• **Provided data**
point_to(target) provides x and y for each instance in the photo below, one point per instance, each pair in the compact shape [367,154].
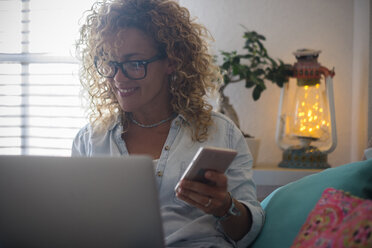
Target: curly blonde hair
[177,36]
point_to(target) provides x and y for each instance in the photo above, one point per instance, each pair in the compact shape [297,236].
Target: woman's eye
[134,65]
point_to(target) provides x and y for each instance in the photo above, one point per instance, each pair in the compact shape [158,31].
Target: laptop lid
[79,202]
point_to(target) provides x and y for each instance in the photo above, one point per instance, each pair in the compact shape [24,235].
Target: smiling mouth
[127,91]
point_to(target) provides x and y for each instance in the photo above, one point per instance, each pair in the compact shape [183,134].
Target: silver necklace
[151,125]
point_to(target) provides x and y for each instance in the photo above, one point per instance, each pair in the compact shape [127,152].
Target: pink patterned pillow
[338,220]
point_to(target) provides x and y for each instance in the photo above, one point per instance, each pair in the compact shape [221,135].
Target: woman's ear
[171,67]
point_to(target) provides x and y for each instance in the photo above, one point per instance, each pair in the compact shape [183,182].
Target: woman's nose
[120,76]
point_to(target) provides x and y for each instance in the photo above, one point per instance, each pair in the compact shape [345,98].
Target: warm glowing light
[310,119]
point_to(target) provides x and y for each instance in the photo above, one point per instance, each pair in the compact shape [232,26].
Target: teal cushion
[288,207]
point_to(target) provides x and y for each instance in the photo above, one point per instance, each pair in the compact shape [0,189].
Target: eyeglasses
[133,69]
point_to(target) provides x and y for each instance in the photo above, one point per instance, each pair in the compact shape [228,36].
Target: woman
[147,70]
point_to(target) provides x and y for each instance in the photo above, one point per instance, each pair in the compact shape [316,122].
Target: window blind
[40,107]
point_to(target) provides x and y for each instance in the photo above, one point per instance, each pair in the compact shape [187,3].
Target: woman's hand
[212,198]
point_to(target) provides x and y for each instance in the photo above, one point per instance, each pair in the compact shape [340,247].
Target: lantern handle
[327,73]
[329,86]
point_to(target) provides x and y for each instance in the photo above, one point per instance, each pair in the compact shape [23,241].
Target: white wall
[288,25]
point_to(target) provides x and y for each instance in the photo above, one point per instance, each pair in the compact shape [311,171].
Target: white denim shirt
[185,225]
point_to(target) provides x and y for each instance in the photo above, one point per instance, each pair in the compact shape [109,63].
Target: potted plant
[254,67]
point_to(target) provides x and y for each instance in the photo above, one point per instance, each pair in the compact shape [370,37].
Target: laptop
[79,202]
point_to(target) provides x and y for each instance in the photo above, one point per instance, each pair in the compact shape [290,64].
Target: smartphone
[208,158]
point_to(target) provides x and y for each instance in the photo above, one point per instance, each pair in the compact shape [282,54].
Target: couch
[288,208]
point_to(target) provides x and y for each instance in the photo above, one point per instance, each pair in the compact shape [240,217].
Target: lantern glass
[306,128]
[305,116]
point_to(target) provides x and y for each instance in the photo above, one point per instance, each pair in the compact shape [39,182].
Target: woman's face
[150,94]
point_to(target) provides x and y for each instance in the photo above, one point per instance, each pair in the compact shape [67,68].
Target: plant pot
[254,145]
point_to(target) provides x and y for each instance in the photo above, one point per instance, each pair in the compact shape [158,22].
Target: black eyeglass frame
[120,65]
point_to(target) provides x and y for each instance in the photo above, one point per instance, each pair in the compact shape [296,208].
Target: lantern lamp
[306,127]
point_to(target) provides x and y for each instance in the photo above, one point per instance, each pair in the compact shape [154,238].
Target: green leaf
[249,83]
[256,93]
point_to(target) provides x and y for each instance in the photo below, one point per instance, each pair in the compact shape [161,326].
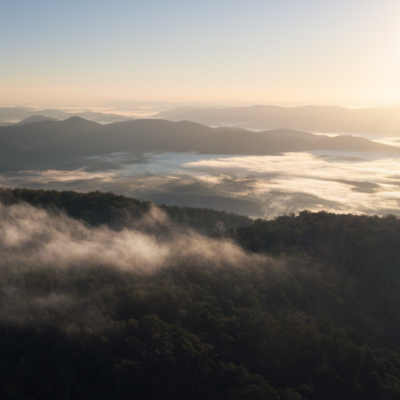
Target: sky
[343,52]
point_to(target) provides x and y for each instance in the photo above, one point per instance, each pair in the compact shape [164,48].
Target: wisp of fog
[31,236]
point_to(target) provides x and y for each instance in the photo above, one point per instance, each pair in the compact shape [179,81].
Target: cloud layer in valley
[258,186]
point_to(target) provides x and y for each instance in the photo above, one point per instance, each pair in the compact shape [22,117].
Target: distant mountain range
[383,121]
[46,142]
[9,115]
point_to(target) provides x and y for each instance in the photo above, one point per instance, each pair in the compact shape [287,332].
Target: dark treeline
[117,212]
[318,320]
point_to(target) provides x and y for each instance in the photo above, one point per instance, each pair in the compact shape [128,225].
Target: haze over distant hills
[10,115]
[52,141]
[376,120]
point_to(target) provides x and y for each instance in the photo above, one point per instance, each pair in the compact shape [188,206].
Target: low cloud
[32,237]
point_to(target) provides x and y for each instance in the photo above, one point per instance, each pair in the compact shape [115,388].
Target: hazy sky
[344,52]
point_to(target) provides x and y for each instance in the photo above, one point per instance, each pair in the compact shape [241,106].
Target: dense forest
[309,310]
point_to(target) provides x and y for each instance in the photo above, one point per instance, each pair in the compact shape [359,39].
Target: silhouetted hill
[48,141]
[36,118]
[15,114]
[295,308]
[375,120]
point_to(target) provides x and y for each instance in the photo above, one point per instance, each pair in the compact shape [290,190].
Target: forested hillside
[306,307]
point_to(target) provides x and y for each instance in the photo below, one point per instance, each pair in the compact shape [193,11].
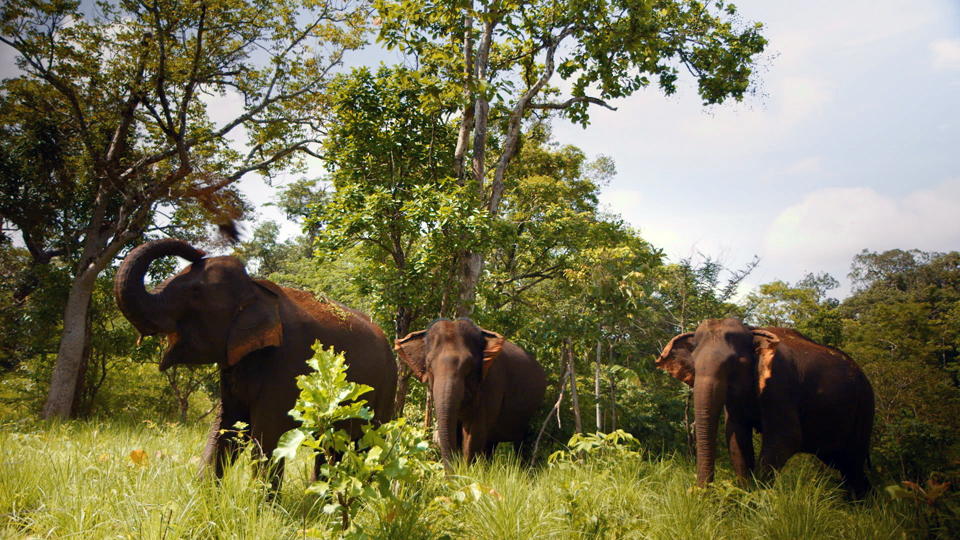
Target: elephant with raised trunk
[800,395]
[479,380]
[258,333]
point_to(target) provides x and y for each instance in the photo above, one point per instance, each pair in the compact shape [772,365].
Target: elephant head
[453,358]
[211,312]
[727,364]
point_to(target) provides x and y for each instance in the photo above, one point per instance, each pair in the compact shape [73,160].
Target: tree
[496,60]
[804,306]
[693,290]
[127,86]
[901,325]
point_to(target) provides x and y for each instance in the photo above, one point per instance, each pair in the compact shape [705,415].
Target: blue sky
[855,144]
[852,144]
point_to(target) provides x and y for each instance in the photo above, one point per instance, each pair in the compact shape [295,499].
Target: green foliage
[612,48]
[900,325]
[353,472]
[83,480]
[937,510]
[616,445]
[804,306]
[393,202]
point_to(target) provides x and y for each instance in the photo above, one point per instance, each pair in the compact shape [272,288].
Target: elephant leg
[475,444]
[855,480]
[740,441]
[222,444]
[266,432]
[775,450]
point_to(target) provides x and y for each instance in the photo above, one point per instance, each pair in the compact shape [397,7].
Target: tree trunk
[613,395]
[402,328]
[596,390]
[73,338]
[470,266]
[577,424]
[82,400]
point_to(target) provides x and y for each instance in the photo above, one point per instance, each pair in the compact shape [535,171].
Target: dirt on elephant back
[323,307]
[799,342]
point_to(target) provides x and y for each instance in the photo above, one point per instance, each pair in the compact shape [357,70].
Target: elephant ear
[492,349]
[412,350]
[676,358]
[766,345]
[256,325]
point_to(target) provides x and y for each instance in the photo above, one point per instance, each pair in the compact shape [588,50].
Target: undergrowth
[99,480]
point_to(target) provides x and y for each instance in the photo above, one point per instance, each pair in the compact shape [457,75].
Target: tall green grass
[78,480]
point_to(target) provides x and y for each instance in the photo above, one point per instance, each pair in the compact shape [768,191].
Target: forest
[441,192]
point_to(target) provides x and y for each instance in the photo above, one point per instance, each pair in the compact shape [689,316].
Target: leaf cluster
[353,471]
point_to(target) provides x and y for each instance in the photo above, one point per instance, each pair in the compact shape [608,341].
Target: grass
[78,480]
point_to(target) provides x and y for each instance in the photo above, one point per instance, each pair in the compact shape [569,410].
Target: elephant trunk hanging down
[800,395]
[258,333]
[480,381]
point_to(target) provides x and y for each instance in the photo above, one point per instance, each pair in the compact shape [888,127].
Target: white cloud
[831,225]
[945,54]
[620,201]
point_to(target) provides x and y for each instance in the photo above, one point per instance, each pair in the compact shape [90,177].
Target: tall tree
[804,306]
[128,82]
[497,61]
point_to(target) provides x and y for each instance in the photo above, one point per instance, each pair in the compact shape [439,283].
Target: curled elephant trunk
[149,313]
[709,395]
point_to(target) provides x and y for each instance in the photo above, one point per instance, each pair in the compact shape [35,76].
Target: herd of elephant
[800,395]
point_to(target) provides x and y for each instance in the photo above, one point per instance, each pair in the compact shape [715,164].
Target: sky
[852,142]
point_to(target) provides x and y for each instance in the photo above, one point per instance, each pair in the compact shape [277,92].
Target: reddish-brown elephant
[800,395]
[258,333]
[479,380]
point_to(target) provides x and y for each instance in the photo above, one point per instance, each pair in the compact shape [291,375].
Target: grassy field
[99,480]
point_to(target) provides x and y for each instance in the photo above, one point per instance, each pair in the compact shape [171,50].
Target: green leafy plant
[618,444]
[353,470]
[935,514]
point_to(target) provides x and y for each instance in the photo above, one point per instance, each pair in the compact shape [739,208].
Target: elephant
[258,333]
[479,380]
[800,395]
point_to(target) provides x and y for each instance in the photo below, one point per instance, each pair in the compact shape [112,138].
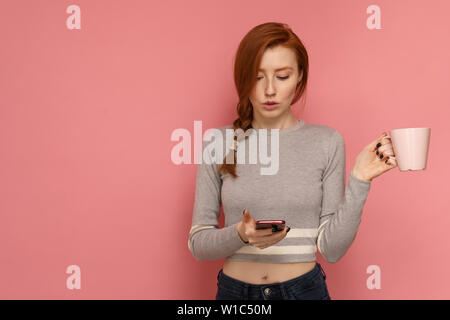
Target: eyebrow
[282,68]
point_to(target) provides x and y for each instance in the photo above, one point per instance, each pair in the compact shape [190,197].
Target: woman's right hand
[261,238]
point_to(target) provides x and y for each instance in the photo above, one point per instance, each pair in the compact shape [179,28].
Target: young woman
[307,191]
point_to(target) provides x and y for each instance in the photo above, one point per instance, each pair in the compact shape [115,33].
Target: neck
[275,123]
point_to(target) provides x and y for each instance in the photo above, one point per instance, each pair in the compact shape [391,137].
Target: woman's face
[274,83]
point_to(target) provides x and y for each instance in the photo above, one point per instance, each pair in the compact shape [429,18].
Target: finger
[386,152]
[391,162]
[263,232]
[373,145]
[248,218]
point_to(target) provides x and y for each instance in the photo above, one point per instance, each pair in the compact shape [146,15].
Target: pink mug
[410,147]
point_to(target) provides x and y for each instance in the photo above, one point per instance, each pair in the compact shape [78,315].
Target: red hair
[247,60]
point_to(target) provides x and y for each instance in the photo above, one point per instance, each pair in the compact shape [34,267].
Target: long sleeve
[207,241]
[341,208]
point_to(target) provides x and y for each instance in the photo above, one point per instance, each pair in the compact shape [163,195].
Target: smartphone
[276,225]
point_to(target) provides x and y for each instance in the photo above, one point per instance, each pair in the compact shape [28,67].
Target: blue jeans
[308,286]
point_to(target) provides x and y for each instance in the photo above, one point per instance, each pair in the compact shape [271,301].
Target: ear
[300,77]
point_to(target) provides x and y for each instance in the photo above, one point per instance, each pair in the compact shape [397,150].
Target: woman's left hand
[375,159]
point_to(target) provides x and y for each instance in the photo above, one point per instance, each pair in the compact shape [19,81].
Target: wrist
[241,232]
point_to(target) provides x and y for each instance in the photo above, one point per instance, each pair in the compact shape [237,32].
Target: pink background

• **Instructions to follow**
Beginning at the line above that contains "Target: woman's eye", return each line exactly through the line that contains "compact shape [183,134].", and no others.

• **Result**
Target: woman's eye
[134,65]
point_to(target) provides x and y for each instance in the photo above, one point per instance, each pair in the compact shape [158,31].
Target: laptop lid
[79,202]
point_to(target) provides x and y for each instance in the photo above, one point per instance, each pair in the compact shape [24,235].
Target: smiling mouth
[127,91]
point_to(target) provides x and y for each instance in the photo above, one point per instance, each pair in the compact shape [183,134].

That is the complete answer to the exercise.